WORK ITEM
Can you quote, word for word, every line from the first line of the records below through the line containing "Target — gravel driveway", and nothing else?
-- DATA EXTRACTS follows --
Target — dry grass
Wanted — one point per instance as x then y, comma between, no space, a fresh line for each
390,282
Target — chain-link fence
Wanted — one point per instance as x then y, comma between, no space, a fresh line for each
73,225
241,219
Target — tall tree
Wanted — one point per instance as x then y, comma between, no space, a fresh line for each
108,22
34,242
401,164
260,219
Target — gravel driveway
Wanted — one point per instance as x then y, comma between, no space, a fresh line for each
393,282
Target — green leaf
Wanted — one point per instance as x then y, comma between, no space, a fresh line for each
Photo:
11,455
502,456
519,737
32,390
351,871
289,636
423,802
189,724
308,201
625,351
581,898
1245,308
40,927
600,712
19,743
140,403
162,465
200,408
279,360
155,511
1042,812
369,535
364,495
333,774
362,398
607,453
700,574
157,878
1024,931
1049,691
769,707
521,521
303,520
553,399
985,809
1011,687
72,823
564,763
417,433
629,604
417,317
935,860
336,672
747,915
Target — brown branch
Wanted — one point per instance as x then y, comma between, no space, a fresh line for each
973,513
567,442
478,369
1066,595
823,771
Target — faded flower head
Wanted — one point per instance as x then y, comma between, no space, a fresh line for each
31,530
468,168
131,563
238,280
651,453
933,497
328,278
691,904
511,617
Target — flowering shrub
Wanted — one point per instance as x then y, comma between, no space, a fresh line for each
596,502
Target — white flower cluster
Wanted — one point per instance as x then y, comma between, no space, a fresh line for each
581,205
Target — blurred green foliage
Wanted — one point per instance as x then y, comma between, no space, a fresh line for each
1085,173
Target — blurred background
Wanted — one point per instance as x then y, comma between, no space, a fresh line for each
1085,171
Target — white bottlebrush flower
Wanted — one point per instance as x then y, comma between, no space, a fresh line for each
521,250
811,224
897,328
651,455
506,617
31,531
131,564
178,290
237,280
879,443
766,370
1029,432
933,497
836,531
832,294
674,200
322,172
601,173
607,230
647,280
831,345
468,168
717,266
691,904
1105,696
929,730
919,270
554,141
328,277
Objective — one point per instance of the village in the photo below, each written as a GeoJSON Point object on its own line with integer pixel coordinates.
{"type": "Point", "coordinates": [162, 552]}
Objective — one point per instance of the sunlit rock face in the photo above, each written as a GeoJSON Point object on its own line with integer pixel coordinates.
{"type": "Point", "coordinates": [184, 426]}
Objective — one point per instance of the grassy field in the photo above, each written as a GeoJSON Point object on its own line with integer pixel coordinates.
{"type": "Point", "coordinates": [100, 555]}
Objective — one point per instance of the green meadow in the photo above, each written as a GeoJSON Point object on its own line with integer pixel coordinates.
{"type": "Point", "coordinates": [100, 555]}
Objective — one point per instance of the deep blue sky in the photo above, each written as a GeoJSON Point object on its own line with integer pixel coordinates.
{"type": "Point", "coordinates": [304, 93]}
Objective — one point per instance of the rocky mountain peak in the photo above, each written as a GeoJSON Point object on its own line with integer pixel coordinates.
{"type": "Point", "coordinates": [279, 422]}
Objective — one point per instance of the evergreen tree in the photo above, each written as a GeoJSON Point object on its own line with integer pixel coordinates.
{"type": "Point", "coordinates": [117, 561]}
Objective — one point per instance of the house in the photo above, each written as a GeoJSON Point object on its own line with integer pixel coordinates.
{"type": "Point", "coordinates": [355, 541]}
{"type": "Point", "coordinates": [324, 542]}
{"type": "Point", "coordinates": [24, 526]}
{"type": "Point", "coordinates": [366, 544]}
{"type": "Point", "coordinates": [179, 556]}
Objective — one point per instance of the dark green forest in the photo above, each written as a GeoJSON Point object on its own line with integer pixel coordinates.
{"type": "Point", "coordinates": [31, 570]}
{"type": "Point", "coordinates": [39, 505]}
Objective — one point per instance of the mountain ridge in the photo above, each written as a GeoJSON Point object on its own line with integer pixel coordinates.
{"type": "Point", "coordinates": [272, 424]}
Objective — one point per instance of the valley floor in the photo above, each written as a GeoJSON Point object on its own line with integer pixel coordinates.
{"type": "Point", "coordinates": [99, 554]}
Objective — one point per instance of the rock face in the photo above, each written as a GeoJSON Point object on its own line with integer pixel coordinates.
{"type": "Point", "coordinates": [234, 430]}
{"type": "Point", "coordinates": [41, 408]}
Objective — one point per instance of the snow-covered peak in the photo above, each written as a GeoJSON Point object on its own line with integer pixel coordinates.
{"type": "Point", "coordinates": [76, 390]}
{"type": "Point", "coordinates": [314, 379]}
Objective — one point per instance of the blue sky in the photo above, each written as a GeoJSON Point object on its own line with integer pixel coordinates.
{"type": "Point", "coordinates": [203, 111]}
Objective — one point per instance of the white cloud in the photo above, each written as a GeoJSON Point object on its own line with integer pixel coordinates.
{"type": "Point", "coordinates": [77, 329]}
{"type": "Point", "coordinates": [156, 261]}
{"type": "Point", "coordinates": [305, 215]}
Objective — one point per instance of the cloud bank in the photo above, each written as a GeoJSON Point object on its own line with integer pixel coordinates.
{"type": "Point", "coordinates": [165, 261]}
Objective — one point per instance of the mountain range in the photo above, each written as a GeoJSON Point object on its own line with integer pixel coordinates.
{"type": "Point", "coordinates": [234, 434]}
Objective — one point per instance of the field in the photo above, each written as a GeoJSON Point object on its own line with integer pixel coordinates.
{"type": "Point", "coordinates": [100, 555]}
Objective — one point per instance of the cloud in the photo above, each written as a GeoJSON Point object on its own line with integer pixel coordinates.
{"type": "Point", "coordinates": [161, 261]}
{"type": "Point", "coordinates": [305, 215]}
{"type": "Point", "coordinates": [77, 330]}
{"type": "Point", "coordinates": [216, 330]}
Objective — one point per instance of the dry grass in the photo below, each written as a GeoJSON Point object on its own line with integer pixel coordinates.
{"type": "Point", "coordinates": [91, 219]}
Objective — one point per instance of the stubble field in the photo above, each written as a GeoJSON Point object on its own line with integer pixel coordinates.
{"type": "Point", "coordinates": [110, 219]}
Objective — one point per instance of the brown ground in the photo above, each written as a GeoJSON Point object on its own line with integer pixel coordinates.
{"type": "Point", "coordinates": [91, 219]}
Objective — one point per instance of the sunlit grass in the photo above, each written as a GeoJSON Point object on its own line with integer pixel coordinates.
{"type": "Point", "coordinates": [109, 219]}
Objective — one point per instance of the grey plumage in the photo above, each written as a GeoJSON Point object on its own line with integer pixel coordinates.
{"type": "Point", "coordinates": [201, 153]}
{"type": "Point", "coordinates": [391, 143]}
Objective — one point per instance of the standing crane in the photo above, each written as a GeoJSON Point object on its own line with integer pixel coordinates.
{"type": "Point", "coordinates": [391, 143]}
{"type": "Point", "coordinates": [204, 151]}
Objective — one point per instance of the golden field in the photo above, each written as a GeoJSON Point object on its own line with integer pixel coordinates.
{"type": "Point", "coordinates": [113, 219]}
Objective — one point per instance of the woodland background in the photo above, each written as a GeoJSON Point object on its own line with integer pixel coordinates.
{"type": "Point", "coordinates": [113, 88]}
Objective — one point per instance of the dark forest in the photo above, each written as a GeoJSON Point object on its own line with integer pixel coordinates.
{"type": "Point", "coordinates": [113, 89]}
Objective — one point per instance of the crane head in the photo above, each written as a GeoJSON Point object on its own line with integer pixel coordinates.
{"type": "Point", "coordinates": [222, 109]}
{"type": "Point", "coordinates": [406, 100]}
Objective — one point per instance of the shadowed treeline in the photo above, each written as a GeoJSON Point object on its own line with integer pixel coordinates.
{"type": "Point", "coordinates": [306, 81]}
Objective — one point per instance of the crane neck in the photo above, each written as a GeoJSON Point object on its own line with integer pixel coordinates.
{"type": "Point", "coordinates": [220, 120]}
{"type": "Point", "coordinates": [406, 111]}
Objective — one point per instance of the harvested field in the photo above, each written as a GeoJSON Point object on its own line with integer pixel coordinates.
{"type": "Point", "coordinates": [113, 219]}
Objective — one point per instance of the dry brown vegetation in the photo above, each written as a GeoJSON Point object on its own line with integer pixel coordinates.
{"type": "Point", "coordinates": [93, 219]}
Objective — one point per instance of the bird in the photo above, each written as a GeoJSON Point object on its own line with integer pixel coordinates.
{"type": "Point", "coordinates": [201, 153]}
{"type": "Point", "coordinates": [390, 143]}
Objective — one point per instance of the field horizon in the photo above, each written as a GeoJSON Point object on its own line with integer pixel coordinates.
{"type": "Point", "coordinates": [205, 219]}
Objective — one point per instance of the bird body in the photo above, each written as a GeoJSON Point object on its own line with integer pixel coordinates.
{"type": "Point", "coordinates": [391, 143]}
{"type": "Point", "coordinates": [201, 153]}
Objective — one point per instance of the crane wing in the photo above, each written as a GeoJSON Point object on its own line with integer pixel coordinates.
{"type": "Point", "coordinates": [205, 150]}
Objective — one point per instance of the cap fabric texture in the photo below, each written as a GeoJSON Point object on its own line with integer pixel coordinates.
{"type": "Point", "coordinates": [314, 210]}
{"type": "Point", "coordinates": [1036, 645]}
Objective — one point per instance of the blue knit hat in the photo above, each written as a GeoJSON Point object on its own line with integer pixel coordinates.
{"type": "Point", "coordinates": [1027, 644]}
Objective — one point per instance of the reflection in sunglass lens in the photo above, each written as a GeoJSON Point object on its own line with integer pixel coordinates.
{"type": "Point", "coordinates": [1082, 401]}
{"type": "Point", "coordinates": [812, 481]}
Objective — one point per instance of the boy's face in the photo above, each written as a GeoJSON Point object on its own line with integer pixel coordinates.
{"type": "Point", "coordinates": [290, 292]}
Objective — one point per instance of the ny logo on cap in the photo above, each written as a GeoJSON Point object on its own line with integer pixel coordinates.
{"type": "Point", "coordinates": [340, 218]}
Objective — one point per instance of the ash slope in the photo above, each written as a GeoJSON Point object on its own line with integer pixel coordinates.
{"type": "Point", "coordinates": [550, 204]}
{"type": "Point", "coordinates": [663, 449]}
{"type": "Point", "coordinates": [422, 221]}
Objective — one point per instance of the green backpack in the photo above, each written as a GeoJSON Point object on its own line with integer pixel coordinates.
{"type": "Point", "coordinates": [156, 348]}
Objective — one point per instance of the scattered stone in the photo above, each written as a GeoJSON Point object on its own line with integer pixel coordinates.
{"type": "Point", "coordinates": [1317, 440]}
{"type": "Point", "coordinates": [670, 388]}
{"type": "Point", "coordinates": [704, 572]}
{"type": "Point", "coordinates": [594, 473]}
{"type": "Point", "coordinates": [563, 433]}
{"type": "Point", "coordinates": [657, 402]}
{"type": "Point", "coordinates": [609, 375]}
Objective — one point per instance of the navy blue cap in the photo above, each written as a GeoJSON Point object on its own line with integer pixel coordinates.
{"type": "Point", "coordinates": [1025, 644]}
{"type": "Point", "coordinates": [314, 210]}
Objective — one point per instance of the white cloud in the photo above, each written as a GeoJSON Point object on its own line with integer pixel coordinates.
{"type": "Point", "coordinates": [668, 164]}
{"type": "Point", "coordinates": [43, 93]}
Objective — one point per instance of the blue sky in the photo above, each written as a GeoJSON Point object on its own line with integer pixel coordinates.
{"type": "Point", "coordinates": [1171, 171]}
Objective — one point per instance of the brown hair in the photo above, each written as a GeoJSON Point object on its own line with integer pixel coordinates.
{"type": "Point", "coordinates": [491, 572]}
-- DATA EXTRACTS concluded --
THE COMPLETED TASK
Target — dry grass
Wanted — one point per instance as x then y, comma between, no space, a fresh line for each
390,282
Target — chain-link fence
Wanted — one point per instance as x then y, comma between, no space, a fresh line for each
73,225
241,219
Target — tall tree
Wanted — one point per instance as x then y, comma between, no space, a fresh line for each
108,22
34,242
401,164
260,219
Target — gravel driveway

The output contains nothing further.